#### Task details:
Reproduce the records below with every occurrence of "one dot per instance" changed to "a single point per instance", leaving everything else unchanged.

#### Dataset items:
★ ★ ★ ★

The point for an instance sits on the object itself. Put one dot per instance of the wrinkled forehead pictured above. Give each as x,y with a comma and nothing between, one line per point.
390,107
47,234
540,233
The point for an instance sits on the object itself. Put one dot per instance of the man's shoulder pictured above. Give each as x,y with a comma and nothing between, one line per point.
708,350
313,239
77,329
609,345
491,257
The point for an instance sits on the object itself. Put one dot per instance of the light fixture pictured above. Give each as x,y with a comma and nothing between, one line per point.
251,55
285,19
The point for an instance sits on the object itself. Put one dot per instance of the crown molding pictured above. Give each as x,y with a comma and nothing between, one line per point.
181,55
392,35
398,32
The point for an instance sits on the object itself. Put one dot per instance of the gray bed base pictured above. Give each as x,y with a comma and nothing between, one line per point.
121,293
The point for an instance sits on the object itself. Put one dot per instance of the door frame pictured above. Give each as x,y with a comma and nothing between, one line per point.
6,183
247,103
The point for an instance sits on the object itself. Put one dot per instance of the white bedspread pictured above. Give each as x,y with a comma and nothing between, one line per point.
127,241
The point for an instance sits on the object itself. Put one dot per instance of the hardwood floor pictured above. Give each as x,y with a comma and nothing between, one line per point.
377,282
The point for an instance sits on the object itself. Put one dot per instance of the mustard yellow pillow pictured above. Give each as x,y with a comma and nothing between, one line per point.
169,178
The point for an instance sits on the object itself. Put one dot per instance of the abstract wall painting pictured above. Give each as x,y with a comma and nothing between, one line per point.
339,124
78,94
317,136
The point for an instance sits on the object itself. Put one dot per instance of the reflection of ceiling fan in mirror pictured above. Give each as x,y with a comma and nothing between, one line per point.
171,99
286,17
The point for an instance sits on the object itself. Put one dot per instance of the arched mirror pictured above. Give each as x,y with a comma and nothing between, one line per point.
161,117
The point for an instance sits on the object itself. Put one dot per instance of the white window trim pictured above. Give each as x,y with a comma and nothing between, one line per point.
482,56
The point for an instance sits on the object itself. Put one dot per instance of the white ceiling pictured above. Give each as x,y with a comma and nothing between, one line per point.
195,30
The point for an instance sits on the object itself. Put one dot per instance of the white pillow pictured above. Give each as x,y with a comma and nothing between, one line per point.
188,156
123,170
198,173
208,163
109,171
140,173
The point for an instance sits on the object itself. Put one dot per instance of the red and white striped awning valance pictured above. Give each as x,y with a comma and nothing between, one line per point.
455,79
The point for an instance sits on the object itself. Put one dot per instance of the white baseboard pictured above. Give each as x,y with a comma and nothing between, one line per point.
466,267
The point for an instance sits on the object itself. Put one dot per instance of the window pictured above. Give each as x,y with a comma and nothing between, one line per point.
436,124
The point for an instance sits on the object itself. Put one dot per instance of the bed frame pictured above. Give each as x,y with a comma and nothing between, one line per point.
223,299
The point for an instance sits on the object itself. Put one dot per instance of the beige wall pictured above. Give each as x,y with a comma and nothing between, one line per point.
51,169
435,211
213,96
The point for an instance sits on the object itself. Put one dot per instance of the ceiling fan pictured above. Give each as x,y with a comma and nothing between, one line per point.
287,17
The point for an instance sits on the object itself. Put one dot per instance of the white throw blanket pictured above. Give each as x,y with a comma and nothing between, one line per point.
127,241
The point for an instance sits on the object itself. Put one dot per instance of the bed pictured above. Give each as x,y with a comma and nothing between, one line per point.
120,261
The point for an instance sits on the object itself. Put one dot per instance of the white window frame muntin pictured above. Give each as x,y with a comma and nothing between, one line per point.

★ ★ ★ ★

#### The completed task:
The point for an instance sits on the object itself. Put a single point per instance of the wrinkled forehead pictured above. Give each as x,y with a comma and nothing between, one line per point.
390,107
47,234
540,233
The point for an instance sits on the object itself. Put a single point per instance of the man's shoulder pictured above. Give each as x,y with a comma and nothing between, one line per point.
708,350
313,239
77,329
609,345
491,257
The point for an instance sits on the object itself. Put a single point per instance of the light fixture pictured above. Give each as x,y with a comma and nothing between, one line per point.
251,55
285,19
The point for an instance sits on the object itself. Put a single point per instance of the crown molding pictured above. Give each as x,y with a comma and nothing between, one line per point.
181,55
392,35
398,32
The point for an instance sits on the object itself. Put a single point per instance of the gray bed base pictured above. Give each as x,y with a comma and nothing between, one line per point.
121,293
The point for an instance sits on the object itself. Put a single point per instance of the door frame pictured above. Give each as x,y with a comma and nothing between, one line per point.
6,183
247,103
The point for an instance sits on the object itself. Put a single point per instance of the white bedspread pictured above. Give each as x,y with a comma and nothing between, one line per point.
127,241
The point for an instance sits on the object itself. Put a single point per instance of the hardwood floor pictured above. Give each as x,y with a comma and nothing between, one line per point.
377,282
The point for an instance sits on the object itself. Put a single point per instance of the mustard yellow pillow pictured above. Give each as x,y with a comma and nothing between, one line per point.
169,178
The point for an instance sits on the object itself. Put a single point per instance of the abstract wall painting pictured above. Give each as x,y with a comma and nothing between, one line per point.
339,124
78,94
317,136
The point for an instance sits on the object itself. Put a single point per instance of the reflection of ceiling fan in mirror pictured above. Give each as x,y with a comma and nothing between, one line per point.
171,99
286,17
The point for an instance sits on the object itself. Put a single point per instance of the arched mirror pictured above. Give each as x,y with a comma and nothing between, one line per point.
161,117
The point for an instance sits on the object itself. Put a single point per instance of the white window trim pictured above. Give each as x,y with a comma and nothing between, one line per point.
482,56
The point for an instance sits on the object itself. Put a single point per instance of the white ceiling pictured above. Give each as x,y with a comma and nothing between, one line per point.
195,30
The point for an instance sits on the object itself. Put a single point per instance of the white pillow pictured above. Give each as x,y with a comma and nothing between, one line per point.
188,156
123,170
198,173
208,163
109,171
140,173
The point for an instance sits on the object itself. Put a single point per instance of the red and white striped awning valance pictured above. Give each as x,y with a comma and nothing between, one line per point.
455,79
The point for an instance sits on the object itself. Put a single point per instance of the white baseboard pictured above. Give each as x,y with a comma and nothing between, one line per point.
466,267
The point for an instance sits on the object itself. Put a single point per instance of the window pictured above. Give each as x,y with a comma and nothing between, one line per point.
436,124
The point for an instance sits on the object itself. Put a single point per instance of the bed frame pictured above. Give each as x,y with a comma and nothing between, one line per point.
223,299
The point for an instance sits on the object itself. Put a single point per instance of the beige wall pictured above. Give each as x,y with a comma and nothing between, one line per point.
51,169
435,211
213,96
The point for an instance sits on the object itself. Put a single point per instance of the ceiling fan pictured above. Give each as x,y with a comma and nothing between, one line per point.
287,17
The point for an instance sits on the object itself. Put a single point per instance of the white throw blanket pictured above. Give each as x,y with a comma and nothing between, one line per point.
127,241
The point for an instance sits on the object itself. Put a single point per instance of the bed pictured above. Give each as x,y with a comma and nothing between, one line per point.
120,261
The point for an instance sits on the object itself. Put a single point per instance of the white window frame muntin pictured above. Give each as x,y with a comma and nothing between, one line per point.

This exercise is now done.